» EXERCISE REQUIREMENTS:
1. Update the part of the KenyanFood13 dataset code that opens with "image_shape (int or" and closes with "used as is.", replacing "resized" with "rescaled" throughout.
2. Go on with the KenyanFood13 dataset class code from the point where it stops.

» PASSAGE GIVEN:
....

Reusing TensorBoard on port 6006 (pid 12848), started 0:29:56 ago. (Use '!kill 12848' to kill it.)

In [4]:
class KenyanFood13Dataset(Dataset):
    """
    Custom Dataset for loading images and labels for the KenyanFood13 challenge.
    This class reads a CSV file with columns 'id' and 'class', and loads images stored as '<id>.jpg'
    in the specified image root directory. It also supports optional image resizing and transformations.
    The train flag is used to split the full dataset into 80% training and 20% validation.
    """
    
    def __init__(self, csv_file, image_root, train=True, image_shape=None, transform=None):
        """
        Initialization method.
        
        Parameters:
        
        csv_file (str): Path to the CSV file containing image ids and class labels.
        
        image_root (str): Directory where image files are stored. Images are expected to be named as '<id>.jpg'.
        
        train (bool): If True, returns 80% of the data for training; if False, returns 20% for validation.
        
        image_shape (int or tuple or list): [optional] If provided, image will be resized to the given shape.
                                            If an integer is provided, images are resized to (image_shape, image_shape).
                                            If a tuple/list is provided with one value, it is converted to square dimensions;
                                            otherwise, the tuple is used as is.
                                            
        transform (callable): Transformation function to be applied on the PIL image.
        """

....

(Image object location entries)
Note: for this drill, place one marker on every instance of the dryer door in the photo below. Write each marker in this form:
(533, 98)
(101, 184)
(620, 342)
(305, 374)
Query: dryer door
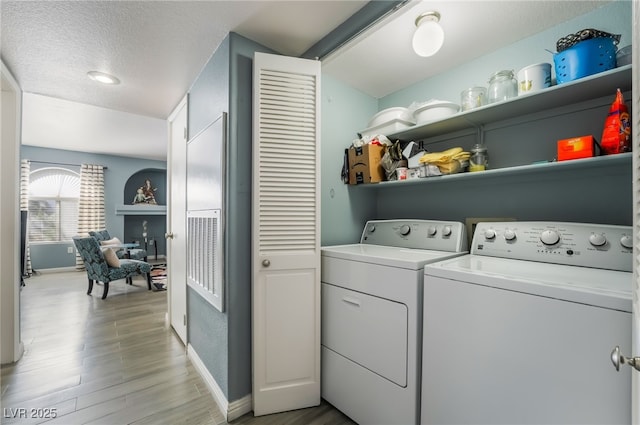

....

» RESULTS IN ORDER:
1.
image_shape (int or tuple or list): [optional] If provided, image will be rescaled to the given shape.
                                            If an integer is provided, images are rescaled to (image_shape, image_shape).
                                            If a tuple/list is provided with one value, it is converted to square dimensions;
                                            otherwise, the tuple is used as is.

2.
        # Read the CSV file containing the image ids and their class labels
        self.data = pd.read_csv(csv_file)
        self.image_root = image_root
        self.train = train
        self.transform = transform
        
        # Process image_shape parameter
        if image_shape is not None:
            if isinstance(image_shape, int):
                self.image_shape = (image_shape, image_shape)
            elif isinstance(image_shape, (tuple, list)):
                assert len(image_shape) in [1, 2], 'Invalid image_shape tuple/list size'
                self.image_shape = (image_shape[0], image_shape[0]) if len(image_shape) == 1 else image_shape
            else:
                raise NotImplementedError("image_shape must be an int, tuple, or list")
        else:
            self.image_shape = None
        
        # Create a mapping from class name to integer label
        self.classes = sorted(self.data['class'].unique())
        self.class_to_idx = {cls: i for i, cls in enumerate(self.classes)}
        
        # Build the list of samples (each sample is a tuple of image path and numeric label)
        full_samples = []
        for _, row in self.data.iterrows():
            img_id = row['id']
            label_str = row['class']
            label = self.class_to_idx[label_str]
            img_path = os.path.join(self.image_root, f"{img_id}.jpg")
            full_samples.append((img_path, label))
        
        # Shuffle the full sample list with a fixed seed for reproducibility and split into train/validation.
        random.seed(42)
        random.shuffle(full_samples)
        n_train = int(0.8 * len(full_samples))
        if self.train:
            self.samples = full_samples[:n_train]
        else:
            self.samples = full_samples[n_train:]
    
    def __len__(self):
        """
        Returns:
            int: Total number of samples in the dataset.
        """
        return len(self.samples)
    
    def __getitem__(self, idx):
        """
        For the given index, returns the processed image and its label.
        
        Parameters:
            idx (int): Index of the sample to retrieve.
            
        Returns:
            image: Processed image.
            target (int): Numeric label for the image.
        """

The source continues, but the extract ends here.